Point annotation data

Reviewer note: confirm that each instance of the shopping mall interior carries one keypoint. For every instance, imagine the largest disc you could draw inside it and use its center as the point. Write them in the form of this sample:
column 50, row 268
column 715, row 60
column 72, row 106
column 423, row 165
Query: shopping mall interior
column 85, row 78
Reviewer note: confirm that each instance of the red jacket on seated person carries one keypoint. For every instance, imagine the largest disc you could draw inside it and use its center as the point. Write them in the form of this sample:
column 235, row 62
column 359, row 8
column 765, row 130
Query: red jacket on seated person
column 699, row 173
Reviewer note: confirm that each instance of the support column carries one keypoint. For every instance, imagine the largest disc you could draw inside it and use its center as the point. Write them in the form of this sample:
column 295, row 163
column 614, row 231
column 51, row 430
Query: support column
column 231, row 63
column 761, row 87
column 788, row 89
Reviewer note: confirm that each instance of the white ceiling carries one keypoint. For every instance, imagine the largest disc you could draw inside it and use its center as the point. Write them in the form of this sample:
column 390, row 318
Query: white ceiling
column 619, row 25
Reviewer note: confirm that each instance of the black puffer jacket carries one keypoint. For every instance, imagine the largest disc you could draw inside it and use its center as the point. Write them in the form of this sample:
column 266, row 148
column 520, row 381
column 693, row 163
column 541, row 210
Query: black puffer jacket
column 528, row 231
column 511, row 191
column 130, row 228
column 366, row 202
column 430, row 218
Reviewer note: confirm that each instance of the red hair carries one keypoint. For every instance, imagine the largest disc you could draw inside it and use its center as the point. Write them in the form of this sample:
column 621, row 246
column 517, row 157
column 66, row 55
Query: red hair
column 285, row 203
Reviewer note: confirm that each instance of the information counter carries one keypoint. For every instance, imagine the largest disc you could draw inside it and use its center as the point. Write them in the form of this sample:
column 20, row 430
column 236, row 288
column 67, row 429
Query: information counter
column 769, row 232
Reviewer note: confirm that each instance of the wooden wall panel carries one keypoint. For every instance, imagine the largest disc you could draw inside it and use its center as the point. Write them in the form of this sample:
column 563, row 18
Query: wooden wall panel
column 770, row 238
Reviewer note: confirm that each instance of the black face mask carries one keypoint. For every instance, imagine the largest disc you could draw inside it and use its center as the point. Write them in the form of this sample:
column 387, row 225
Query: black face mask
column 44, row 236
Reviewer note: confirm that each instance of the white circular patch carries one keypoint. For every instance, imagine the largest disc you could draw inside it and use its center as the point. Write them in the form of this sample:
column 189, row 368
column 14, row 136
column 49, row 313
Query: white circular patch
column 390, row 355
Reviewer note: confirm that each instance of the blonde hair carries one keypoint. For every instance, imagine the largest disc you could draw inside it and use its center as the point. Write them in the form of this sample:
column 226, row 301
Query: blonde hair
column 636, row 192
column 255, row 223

#### Do this:
Reproduce all of the data above, line for line, without altering a single character.

#### Complete output:
Reviewer note: confirm that each instance of the shopping mall interior carries one keypoint. For every instance, imagine the largest disc you could draw inside it and use its center as the point. Write them in the form of this sample:
column 50, row 268
column 715, row 60
column 72, row 106
column 423, row 165
Query: shopping mall interior
column 85, row 78
Reviewer note: confirm that each instance of the red jacket on seated person carries one keypoint. For every instance, imagine the largest disc you could draw inside it and use its center as the point. Write them in the form of this sample:
column 235, row 62
column 359, row 8
column 765, row 130
Query: red jacket on seated person
column 699, row 173
Reviewer note: confirm that each instance of the support column carries one keypoint. For every instance, imagine the largest disc you could draw inside it and use its center as the point. Write them in the form of this sample:
column 295, row 163
column 614, row 231
column 51, row 430
Query: support column
column 231, row 63
column 761, row 87
column 788, row 89
Reviewer note: confirm that each instance of the white ceiling carries one keypoint. For every instance, imagine the largest disc you could draw inside it and use its center as the point. Write them in the form of this sample:
column 390, row 318
Query: white ceiling
column 619, row 25
Reviewer note: confirm that each instance of the black puffer jacket carries one keypoint. For every instance, imagine the largest disc you could draw inside it and use its center as the point. Write them in the form of this sample:
column 266, row 148
column 520, row 381
column 693, row 163
column 541, row 210
Query: black puffer jacket
column 528, row 231
column 511, row 191
column 130, row 228
column 366, row 202
column 430, row 218
Reviewer note: confirm that each instance of the red hair carries one keypoint. For every instance, imagine the largest disc you could draw inside it and use its center as the point. Write them in the form of this sample:
column 621, row 246
column 517, row 157
column 66, row 55
Query: red hair
column 285, row 203
Reviewer note: confirm that each instance of the information counter carries one keypoint. For every instance, imagine the largest disc you could draw inside it and use its center as the point. Write them in the form of this sample:
column 20, row 430
column 236, row 288
column 67, row 429
Query: information counter
column 769, row 232
Reviewer note: confirm that each instance of the wooden wall panel carries one keypoint. For every instance, imagine the largest disc you could draw inside it and use its center as the point. Write them in the form of this sample:
column 563, row 18
Query: wooden wall panel
column 770, row 238
Reviewer note: confirm that each instance of the black face mask carries one keypoint. For every instance, imagine the largest disc you could draw inside it and use its center as the point. Write them in the form of this sample:
column 387, row 225
Query: black face mask
column 44, row 236
Reviewer note: confirm that each instance of the white circular patch carries one keypoint. For every instance, imagine the largest disc you could draw inside it and use its center as the point. Write them in the form of this sample:
column 189, row 368
column 14, row 136
column 49, row 313
Query: white circular patch
column 390, row 355
Reviewer note: confirm that each instance of the blonde hair carries one keypoint. For every instance, imagine the largest disc you could draw inside it and use its center as the point. Write them in the form of this sample:
column 226, row 301
Query: blonde hair
column 636, row 192
column 255, row 223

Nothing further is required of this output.